## Work instructions:
Could you rewrite the data from the line with "Every instance of the black and" up to and including the line with "19), (92, 237)]", giving every line in full with its wording unchanged? In the coordinate lists, multiply each x and y value by 2 and round to whole numbers, with halves rounding up.

## Data for processing:
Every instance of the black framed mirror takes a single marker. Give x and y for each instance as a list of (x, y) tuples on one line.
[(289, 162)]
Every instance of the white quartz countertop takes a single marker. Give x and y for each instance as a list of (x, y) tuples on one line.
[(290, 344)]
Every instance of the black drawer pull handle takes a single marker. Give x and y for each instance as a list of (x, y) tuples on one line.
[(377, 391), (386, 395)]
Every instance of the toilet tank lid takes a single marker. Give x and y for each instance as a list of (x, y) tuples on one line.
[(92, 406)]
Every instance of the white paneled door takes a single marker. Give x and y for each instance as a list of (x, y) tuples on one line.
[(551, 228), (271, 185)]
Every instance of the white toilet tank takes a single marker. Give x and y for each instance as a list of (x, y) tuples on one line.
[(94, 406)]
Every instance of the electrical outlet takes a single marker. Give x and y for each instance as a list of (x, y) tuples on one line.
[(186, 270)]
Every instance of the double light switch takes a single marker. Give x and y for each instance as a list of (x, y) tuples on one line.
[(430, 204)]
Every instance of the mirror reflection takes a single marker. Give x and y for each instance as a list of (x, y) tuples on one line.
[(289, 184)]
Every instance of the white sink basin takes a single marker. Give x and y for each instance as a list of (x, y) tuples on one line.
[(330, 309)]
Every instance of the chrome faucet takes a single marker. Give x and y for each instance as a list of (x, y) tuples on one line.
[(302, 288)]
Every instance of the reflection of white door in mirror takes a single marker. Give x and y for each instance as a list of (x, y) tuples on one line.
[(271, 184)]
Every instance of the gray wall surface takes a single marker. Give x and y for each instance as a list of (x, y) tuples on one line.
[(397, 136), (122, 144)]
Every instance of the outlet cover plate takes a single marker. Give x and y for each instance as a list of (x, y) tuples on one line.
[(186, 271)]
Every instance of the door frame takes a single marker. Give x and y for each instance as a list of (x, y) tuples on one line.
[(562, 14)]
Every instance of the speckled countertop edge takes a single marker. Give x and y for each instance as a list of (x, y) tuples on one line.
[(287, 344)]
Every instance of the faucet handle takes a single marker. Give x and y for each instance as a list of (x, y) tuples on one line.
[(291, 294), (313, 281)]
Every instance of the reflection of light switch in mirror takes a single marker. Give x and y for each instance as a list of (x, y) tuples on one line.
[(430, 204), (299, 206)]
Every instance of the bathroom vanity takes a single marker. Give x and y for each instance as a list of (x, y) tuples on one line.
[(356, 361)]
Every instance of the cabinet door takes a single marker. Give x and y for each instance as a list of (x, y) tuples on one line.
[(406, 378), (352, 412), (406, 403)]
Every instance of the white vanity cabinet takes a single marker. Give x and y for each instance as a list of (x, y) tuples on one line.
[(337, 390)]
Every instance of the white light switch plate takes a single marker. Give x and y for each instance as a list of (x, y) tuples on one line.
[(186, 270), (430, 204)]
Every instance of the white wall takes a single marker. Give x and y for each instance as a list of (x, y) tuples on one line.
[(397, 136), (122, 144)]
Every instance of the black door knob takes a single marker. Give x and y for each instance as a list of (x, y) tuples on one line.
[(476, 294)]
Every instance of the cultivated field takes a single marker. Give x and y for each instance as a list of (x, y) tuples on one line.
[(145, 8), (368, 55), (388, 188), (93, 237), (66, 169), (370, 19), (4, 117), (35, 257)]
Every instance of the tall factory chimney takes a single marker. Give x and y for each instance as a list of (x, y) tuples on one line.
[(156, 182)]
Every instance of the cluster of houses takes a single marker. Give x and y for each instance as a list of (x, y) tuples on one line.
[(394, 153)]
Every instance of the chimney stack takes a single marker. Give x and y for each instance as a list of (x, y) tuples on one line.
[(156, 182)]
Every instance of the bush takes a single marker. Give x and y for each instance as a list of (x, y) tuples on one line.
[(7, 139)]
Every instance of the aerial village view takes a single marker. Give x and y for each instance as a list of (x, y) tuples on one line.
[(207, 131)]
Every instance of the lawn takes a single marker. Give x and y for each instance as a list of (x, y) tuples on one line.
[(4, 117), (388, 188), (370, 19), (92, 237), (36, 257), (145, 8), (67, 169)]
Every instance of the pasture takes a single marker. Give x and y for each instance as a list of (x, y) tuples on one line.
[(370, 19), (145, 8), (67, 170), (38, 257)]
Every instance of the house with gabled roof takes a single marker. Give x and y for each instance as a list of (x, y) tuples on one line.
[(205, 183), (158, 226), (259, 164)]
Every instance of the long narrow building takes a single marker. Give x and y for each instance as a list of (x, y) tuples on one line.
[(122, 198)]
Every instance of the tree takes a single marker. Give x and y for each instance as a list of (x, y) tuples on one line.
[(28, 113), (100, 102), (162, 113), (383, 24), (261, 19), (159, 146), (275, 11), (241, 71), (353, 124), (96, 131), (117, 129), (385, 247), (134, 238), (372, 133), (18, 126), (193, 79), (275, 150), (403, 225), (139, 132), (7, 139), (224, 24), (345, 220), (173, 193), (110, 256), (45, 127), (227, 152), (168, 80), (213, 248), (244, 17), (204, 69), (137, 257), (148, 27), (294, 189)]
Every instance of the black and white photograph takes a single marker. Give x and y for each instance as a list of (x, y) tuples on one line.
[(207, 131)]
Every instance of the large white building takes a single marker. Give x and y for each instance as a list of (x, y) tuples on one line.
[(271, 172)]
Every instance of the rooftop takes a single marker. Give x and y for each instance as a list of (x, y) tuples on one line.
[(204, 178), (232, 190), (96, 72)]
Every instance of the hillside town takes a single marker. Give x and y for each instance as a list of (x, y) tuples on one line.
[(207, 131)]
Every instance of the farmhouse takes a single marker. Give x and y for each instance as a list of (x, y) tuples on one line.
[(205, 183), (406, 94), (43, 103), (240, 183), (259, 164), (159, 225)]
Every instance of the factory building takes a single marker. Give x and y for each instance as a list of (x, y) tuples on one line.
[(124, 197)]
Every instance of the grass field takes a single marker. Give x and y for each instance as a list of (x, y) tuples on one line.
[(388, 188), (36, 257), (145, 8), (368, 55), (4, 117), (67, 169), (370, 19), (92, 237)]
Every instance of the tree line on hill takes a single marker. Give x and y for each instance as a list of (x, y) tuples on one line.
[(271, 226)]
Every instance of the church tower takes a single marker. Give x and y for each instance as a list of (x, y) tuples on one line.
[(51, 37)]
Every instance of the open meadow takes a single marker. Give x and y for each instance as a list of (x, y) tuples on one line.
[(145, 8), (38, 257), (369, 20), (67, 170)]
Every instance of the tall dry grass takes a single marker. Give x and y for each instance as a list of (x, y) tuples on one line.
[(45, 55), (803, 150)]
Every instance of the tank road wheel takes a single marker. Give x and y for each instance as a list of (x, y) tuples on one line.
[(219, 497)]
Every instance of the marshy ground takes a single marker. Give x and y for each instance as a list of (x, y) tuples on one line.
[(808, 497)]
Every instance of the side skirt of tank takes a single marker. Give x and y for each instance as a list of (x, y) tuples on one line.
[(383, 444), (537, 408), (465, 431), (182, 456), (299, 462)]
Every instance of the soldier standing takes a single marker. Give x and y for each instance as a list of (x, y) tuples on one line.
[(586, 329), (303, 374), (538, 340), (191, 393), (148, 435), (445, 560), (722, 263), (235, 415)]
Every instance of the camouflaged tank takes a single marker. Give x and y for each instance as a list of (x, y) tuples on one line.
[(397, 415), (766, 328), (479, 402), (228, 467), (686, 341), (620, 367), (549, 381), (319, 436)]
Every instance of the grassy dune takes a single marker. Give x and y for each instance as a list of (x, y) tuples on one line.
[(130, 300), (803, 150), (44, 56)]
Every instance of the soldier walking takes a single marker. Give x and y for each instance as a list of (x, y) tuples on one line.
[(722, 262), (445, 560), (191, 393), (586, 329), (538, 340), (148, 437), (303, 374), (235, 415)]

## The answer:
Every instance of the black and white photograph takes a single marker. Give x and y for each instance as a list of (x, y) tuples on one line.
[(414, 262)]
Every instance of the large white building takes a single marker. Give x and y for each instance as a list of (x, y) tuples on one line.
[(542, 344)]
Every instance of the rooftop takes a single marker. Give x and y for each instance as a list of (x, y) tuples on one line.
[(408, 356), (464, 380), (192, 144)]
Every instance of the hillside town takes a single marker. Give x and y for each instance as a list of (x, y) tuples on one line.
[(414, 262)]
Every instance of the farmhouse takes a single marker. Give x and y for each instance as a list of (x, y) tuples on one line.
[(410, 366), (812, 188), (86, 206), (480, 366), (518, 328), (318, 450)]
Every instance of the factory building takes a single marker. Give x and y for each instance as a list of (x, y) tuples on one line.
[(248, 394)]
Every instance of the grass field takes a single marker. Give x and y for each instance as a list of (x, y) tuples on one line.
[(776, 376), (72, 514), (290, 16), (736, 110), (8, 234), (134, 338), (740, 38), (184, 474)]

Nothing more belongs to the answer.